# EXERCISE PROMPT
Return the entries in full, exactly as they were written.

# DATA TO PROCESS
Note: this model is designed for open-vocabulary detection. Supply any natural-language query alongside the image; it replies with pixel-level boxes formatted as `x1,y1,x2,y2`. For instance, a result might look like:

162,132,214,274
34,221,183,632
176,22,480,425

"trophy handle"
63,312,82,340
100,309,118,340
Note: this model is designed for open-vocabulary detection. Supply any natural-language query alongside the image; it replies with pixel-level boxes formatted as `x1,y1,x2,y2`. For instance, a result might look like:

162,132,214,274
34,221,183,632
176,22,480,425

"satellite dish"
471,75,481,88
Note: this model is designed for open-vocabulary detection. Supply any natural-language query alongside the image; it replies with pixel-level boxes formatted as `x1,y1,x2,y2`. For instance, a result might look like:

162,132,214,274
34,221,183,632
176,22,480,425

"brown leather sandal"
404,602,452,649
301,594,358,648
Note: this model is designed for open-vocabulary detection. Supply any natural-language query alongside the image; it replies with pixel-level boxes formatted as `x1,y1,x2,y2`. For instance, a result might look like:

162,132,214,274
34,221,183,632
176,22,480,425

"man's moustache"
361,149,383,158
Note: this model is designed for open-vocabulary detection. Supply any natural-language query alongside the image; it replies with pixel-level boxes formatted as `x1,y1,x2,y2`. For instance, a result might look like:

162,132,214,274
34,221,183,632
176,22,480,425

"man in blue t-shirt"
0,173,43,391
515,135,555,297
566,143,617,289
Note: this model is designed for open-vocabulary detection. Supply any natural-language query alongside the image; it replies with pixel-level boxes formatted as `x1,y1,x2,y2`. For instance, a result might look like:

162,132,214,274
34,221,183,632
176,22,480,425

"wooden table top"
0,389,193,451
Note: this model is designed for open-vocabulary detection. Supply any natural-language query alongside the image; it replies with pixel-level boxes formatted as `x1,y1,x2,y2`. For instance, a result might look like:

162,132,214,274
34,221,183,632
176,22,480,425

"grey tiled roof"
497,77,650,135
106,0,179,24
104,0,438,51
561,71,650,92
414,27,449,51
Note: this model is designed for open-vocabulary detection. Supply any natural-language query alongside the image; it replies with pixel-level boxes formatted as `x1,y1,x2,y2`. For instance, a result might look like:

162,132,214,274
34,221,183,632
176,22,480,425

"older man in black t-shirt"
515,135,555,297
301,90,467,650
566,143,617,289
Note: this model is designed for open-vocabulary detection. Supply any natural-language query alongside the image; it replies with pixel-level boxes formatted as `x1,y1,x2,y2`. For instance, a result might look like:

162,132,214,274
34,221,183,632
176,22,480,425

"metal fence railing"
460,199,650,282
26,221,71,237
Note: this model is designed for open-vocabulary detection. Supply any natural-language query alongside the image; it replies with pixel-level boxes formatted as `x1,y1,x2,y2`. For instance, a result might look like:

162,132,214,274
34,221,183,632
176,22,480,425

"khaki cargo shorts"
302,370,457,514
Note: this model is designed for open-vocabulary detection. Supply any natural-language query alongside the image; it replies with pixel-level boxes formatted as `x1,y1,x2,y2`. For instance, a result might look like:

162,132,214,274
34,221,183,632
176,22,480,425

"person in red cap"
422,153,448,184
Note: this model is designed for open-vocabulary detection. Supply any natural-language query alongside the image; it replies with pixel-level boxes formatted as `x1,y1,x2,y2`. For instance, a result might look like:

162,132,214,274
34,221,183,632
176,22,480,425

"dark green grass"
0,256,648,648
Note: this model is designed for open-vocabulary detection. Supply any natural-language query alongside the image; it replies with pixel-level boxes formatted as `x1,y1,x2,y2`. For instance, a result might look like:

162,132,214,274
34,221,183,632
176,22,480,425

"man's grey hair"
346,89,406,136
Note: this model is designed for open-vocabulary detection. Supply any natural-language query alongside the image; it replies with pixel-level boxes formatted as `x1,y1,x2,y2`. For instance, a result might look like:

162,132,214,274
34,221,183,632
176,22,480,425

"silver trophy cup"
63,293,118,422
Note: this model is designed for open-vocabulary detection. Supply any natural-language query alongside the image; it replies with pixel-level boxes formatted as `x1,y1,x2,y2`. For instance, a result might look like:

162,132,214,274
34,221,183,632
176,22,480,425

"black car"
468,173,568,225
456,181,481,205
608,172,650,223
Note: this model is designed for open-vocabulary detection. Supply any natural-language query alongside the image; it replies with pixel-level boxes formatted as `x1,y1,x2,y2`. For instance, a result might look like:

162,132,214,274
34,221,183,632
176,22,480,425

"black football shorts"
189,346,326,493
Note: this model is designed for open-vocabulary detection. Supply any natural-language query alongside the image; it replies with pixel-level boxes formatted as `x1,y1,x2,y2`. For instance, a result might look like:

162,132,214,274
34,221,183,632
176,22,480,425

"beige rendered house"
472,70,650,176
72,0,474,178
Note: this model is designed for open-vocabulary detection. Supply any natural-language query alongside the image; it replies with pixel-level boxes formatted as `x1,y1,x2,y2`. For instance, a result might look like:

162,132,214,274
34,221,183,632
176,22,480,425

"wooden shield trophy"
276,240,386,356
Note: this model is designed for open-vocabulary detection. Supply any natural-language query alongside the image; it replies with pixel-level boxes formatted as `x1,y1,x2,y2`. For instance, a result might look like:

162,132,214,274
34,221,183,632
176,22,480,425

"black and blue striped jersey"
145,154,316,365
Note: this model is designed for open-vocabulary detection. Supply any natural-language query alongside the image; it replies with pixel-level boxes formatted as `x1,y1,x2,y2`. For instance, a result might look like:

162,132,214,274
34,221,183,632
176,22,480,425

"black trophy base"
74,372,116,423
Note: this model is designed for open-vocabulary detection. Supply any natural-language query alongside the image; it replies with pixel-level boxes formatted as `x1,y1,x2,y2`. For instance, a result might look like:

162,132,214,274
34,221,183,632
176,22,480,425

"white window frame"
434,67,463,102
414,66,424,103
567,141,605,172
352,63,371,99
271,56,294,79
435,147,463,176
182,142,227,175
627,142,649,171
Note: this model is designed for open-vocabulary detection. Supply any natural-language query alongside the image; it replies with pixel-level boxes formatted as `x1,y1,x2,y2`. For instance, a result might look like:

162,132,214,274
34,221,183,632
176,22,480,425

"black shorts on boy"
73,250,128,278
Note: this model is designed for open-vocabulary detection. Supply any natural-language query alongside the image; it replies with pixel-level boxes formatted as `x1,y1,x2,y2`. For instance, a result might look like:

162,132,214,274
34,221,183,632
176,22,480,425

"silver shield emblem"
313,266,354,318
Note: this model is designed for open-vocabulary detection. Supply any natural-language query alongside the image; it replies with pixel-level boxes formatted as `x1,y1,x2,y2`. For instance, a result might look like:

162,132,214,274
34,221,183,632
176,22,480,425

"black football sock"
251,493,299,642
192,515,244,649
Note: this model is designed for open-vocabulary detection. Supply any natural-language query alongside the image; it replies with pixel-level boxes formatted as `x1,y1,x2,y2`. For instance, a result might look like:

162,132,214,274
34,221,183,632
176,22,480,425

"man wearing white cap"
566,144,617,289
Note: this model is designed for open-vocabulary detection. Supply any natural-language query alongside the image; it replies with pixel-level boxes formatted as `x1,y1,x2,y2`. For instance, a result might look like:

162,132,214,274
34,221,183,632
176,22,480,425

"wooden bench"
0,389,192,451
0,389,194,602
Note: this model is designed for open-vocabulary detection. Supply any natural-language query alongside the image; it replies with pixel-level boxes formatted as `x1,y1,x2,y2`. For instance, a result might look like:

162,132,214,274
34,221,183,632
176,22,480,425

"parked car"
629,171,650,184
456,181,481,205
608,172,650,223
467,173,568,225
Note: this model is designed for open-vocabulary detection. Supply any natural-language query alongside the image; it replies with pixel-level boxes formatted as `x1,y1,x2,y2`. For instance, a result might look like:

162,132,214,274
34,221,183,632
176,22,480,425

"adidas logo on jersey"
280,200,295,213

# EXERCISE SOLUTION
Note: this model is designed for open-vocabulary detection. Supply any natural-language query alongside the image; it replies with pixel-level boxes formatted as `x1,y1,x2,y2`. For instance, a result might look like:

162,132,214,274
34,221,183,632
176,22,480,425

"trophy handle"
63,312,82,340
100,309,118,340
Note: this model is designed for open-vocabulary detection. Supply any natural-language query alongside the image; it replies with pixel-level boxes formatted as `x1,y1,x2,y2`. For instance, a result might look like:

162,132,214,274
34,221,183,632
176,22,480,425

"satellite dish"
471,75,481,88
Note: this model is designed for open-vocabulary detection. Supply any natural-language query alongside the image; it replies with pixel-level boxes formatted as `x1,y1,x2,y2`. For instance, a result might look like:

162,132,214,274
34,221,183,632
176,22,480,425

"brown leather sandal"
404,602,452,649
301,594,358,648
Note: this model is designed for open-vocabulary detection. Supply any natural-language query alongside the image; it replies with pixel-level boxes formatted as `x1,y1,x2,y2`. For instance, a result might look like:

162,132,214,274
34,221,183,632
176,22,480,425

"man's moustache"
361,149,383,158
Note: this model is designed for open-vocabulary detection. Supply any natural-language query alongside the image; it replies with pixel-level boxes formatted as `x1,y1,x2,y2`. For instance, a result might look like:

162,132,214,274
34,221,183,632
176,22,480,425

"man in blue t-shirt"
0,173,43,391
515,135,555,297
566,143,617,289
Note: this model is designed for open-vocabulary detection. Supply any natural-language query alongside the image; it replies with pixel-level boxes formatted as `x1,y1,x2,y2`. For instance, a result might look like:

162,132,214,274
34,221,183,632
176,22,480,425

"wooden table top"
0,389,193,451
Note: this model is designed for open-vocabulary detection. Supply any natural-language query alongside the image; it replies with pixel-level boxes formatted as `x1,y1,x2,y2`. For instance, a result might look like:

162,132,214,274
34,221,183,632
176,22,480,425

"grey tiled roof"
497,77,650,135
106,0,179,24
104,0,438,51
561,71,650,92
414,27,449,51
Note: this model is designed for open-vocabulary detection. Supply any natural-language query alongside the image; it replies with pixel-level boxes formatted as `x1,y1,x2,y2`. For instance, a result might look like:

162,132,214,274
34,221,183,632
176,22,480,425

"older man in black t-shirt"
515,135,555,297
301,90,467,650
566,143,617,289
Note: this model is designed for open-vocabulary detection. Supply any natural-language query alongside the image; it replies with pixel-level boxes formatted as `x1,y1,x2,y2`. For instance, a result might look like:

162,132,214,274
34,221,183,632
176,22,480,425

"metal fence railing"
460,199,650,282
26,221,71,237
Note: this model is designed for open-vocabulary detection. Supply any natural-language query alongside the image; it replies with pixel-level boxes formatted as `x1,y1,x2,y2`. For instance, a result might look like:

162,132,214,274
34,221,183,632
176,22,480,425

"khaki cargo shorts"
302,370,457,514
Note: this model is designed for open-vocabulary detection. Supply any natural-language query alongside the image; it replies with pixel-level boxes formatted as `x1,y1,x2,y2`. For instance, a result might look like:

162,132,214,274
34,221,183,632
176,22,480,425

"person in red cap"
422,153,448,184
Note: this model is designed for open-vocabulary detection. Supply any natural-language query alongside the image; it replies with pixel-level boxes formatted as `x1,y1,x2,y2`. For instance, a result might look like:

162,132,214,274
34,221,183,632
176,22,480,425

"dark green grass"
0,256,648,648
Note: this model is designed for open-vocabulary detection. Supply any natural-language query alongside the image; it replies with pixel-level boxes formatted as `x1,y1,x2,y2`. For instance, a result might look like:

162,132,214,274
34,221,183,632
176,22,480,425

"man's grey hair"
346,89,406,136
Note: this model is designed for open-vocabulary detection. Supply any natural-language query alongside the image; it replies with pixel-level boxes formatted as `x1,y1,x2,y2`. For instance, a result might look like:

162,132,214,274
34,221,183,632
176,22,480,425

"silver trophy cup"
63,293,118,422
Note: this model is designed for open-vocabulary detection. Supply any natural-language query alongside the image; it replies with pixel-level boxes formatted as `x1,y1,x2,y2`. For instance, a result might look like:

162,132,214,274
34,221,183,632
176,22,480,425

"black car"
468,173,568,225
456,181,481,205
608,172,650,223
Note: this model is designed for open-vocabulary detection. Supply any natural-language query alongside the image; it replies with pixel-level boxes formatted as `x1,y1,x2,y2`. For instance, a result might look like:

162,132,214,274
34,221,183,632
176,22,480,425

"black football shorts"
189,346,326,493
Note: this model is designed for open-vocabulary detection. Supply any natural-language query alongside the image; it replies with pixel-level boxes formatted as `x1,y1,x2,y2`. For instance, a result might look like:

162,132,214,274
34,221,183,632
176,22,480,425

"beige rendered house"
472,70,650,176
72,0,474,178
Note: this model is designed for open-vocabulary detection. Supply any natural-language query alongside the image; it replies with pixel-level boxes formatted as `x1,y1,x2,y2`. For instance, a result might look like:

162,132,214,274
34,221,183,632
176,22,480,425

"wooden shield trophy"
276,240,386,356
Note: this model is designed for open-vocabulary detection. Supply any natural-language query alongside the image; it replies with pixel-level boxes formatted as `x1,y1,x2,y2`. For instance, a result might look like:

162,132,214,274
34,221,183,632
176,22,480,425

"black and blue striped jersey"
145,154,316,365
Note: this model is designed for open-vocabulary detection. Supply any natural-language query alongside the image; it replies with pixel-level boxes formatted as `x1,y1,x2,y2`. For instance, a result might look like:

162,132,214,274
34,221,183,632
176,22,480,425

"black trophy base"
74,372,116,423
Note: this model is designed for open-vocabulary detection. Supply any natural-language query alongside the image; it replies with pixel-level boxes formatted as `x1,y1,x2,y2`. For instance, a result might look like:

162,132,214,274
34,221,183,632
176,22,480,425

"white window frame"
434,67,463,102
414,66,424,103
567,141,605,172
352,63,371,99
271,56,294,79
435,147,463,176
182,142,227,175
627,142,649,171
Note: this model is designed for open-vocabulary detection. Supply any natural-language query alongside the image; it replies with pixel-level boxes formatted as `x1,y1,x2,y2`. For instance, a result might look like:

162,132,214,274
34,221,183,632
176,22,480,425

"black shorts on boy"
73,250,128,278
Note: this model is designed for open-vocabulary detection. Supply any natural-language query alongside the image; it replies with pixel-level boxes formatted as `x1,y1,x2,y2`. For instance, a result might look like:

162,132,214,274
34,221,183,632
176,22,480,425

"silver shield emblem"
313,266,354,318
Note: this model is designed for open-vocabulary detection. Supply any natural-language query alongside the image; it replies with pixel-level boxes formatted as `x1,y1,x2,y2`. For instance, a result might look like:

162,132,214,274
34,221,183,632
176,22,480,425

"black football sock"
251,493,299,642
192,515,244,649
Note: this model is designed for open-vocabulary detection. Supply any natural-language query alongside the image; it replies with pixel-level boxes formatted as `x1,y1,x2,y2`. For instance, a result might look like:

162,132,214,274
34,221,183,632
176,22,480,425

"man wearing white cap"
566,144,617,289
Note: this model is designed for open-vocabulary detection. Supply any natural-language query alongside the image; it replies with pixel-level boxes formatted as `x1,y1,x2,y2`. For instance, a result might look like:

162,132,214,274
34,221,183,632
176,22,480,425

"wooden bench"
0,389,192,451
0,389,194,602
Note: this model is designed for open-vocabulary detection. Supply any natural-language query alongside the image; it replies with pixel-level boxes formatted as `x1,y1,x2,y2`. For instance, a result might look like:

162,132,214,274
34,221,183,632
176,22,480,425

"parked car"
629,171,650,184
456,181,481,205
608,172,650,223
467,173,568,225
Note: this model is designed for open-vocabulary detection. Supply any natural-language query alongside the image; it replies with pixel-level boxes formatted as `x1,y1,x2,y2`. For instance, a result might look like:

162,132,214,274
34,221,183,632
176,22,480,425

"adidas logo on jersey"
280,200,295,213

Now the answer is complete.